Tasks to perform:
- A) The security posture assessment text gives a minimum frequency. How often should a company have a comprehensive assessment of its environment conducted?
- B) Using the security posture assessment text, explain why network segmentation is an important step in on-premises security.
- C) Print part of the security posture assessment text word for word. Begin at the words "All in all, the" and stop after "can be weaponized.".

------ Text section

What Is Security Posture Assessment?

Before going any further, it is good to understand what security posture assessment really is and why knowing your security posture is essential to every organization. In short, a security posture assessment is a comprehensive evaluation of the currently utilized security measures safeguarding essential organizational data, processes to prevent breaches, and decisions to maintain business continuity. Any company should have a comprehensive assessment of its environment conducted at least annually.

These assessments are used to identify vulnerabilities in processes and systems, point out areas for improvement, and comprehensively assess the overall resiliency of the organization’s entire IT ecosystem. The main goal is to fully understand the current security level and be able to take the necessary steps to remediate possible issues.

Assessing On-Premises Security

With on-premises system management, all the responsibility falls on the local IT team, so they need to have a comprehensive view of the currently deployed hardware and software to be able to successfully secure both. Let’s go over the components of such an exercise:

Asset inventory: It is imperative to know the total scope of the organization's assets, including workstations, mobile devices, servers, network equipment, and all the software applications in use. This helps pinpoint outdated assets that either need to be removed from the environment or brought up-to-date with hardware or software upgrades.

Patch management: New software vulnerabilities are being constantly unearthed, so prompt software updating and comprehensive patch management are instrumental in every environment. While it is a good idea to verify the stability of new updates first, automated patch management tools can help streamline this process.

Network segmentation: Adversaries are always looking for opportunities for lateral movement in a network, so the isolation of systems and processes through network segmentation is an important step in limiting the potential damage a breach can cause.

All in all, the evaluation of on-premises security requires an all-around review of the physical and digital protections within the organization’s data centers. This additionally includes vetting firewalls, intrusion detection systems, and access controls to thwart unauthorized access. Regular security audits and penetration tests are crucial to identify and address vulnerabilities before they can be weaponized.

Assessing Cloud Security

Working with cloud-based solutions keeps growing in popularity, since it effectively outsources the underlying hardware management to the cloud service provider, lessening the burden on the local IT team.

------------
------ Data provided

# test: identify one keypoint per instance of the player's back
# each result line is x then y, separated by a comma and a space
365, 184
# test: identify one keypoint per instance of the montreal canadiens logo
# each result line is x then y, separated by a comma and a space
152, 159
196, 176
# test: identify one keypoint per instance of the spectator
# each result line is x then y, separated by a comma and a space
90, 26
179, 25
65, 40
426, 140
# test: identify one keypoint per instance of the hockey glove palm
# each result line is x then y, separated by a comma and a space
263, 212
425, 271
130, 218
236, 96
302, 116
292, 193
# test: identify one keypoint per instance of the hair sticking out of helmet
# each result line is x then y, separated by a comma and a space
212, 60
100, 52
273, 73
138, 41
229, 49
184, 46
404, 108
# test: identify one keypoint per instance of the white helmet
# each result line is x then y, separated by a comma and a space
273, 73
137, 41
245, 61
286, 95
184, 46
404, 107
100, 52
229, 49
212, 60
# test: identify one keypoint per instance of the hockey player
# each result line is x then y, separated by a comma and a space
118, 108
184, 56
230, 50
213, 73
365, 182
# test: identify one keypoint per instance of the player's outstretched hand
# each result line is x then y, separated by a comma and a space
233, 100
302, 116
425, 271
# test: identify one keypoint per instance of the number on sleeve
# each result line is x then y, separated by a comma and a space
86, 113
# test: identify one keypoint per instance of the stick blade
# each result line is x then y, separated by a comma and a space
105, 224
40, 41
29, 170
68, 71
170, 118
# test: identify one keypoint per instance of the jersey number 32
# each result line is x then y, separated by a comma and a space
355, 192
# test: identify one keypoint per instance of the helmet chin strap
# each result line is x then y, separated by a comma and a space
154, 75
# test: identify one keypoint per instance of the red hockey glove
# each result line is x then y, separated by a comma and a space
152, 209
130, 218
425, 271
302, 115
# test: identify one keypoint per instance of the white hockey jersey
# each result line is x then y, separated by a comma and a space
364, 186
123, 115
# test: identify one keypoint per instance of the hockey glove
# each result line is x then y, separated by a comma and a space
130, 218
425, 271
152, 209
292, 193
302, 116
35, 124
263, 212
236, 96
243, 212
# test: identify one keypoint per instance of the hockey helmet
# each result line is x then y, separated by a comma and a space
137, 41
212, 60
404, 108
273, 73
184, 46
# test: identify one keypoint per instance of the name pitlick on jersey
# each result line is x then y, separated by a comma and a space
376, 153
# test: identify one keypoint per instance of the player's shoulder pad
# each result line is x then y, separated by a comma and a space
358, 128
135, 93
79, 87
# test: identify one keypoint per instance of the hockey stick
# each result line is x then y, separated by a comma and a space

------------

Answers by task:
- A) At least annually.

- B) Adversaries are always looking for opportunities for lateral movement in a network. Isolating systems and processes through network segmentation limits the potential damage a breach can cause.

- C)
All in all, the evaluation of on-premises security requires an all-around review of the physical and digital protections within the organization’s data centers. This additionally includes vetting firewalls, intrusion detection systems, and access controls to thwart unauthorized access. Regular security audits and penetration tests are crucial to identify and address vulnerabilities before they can be weaponized.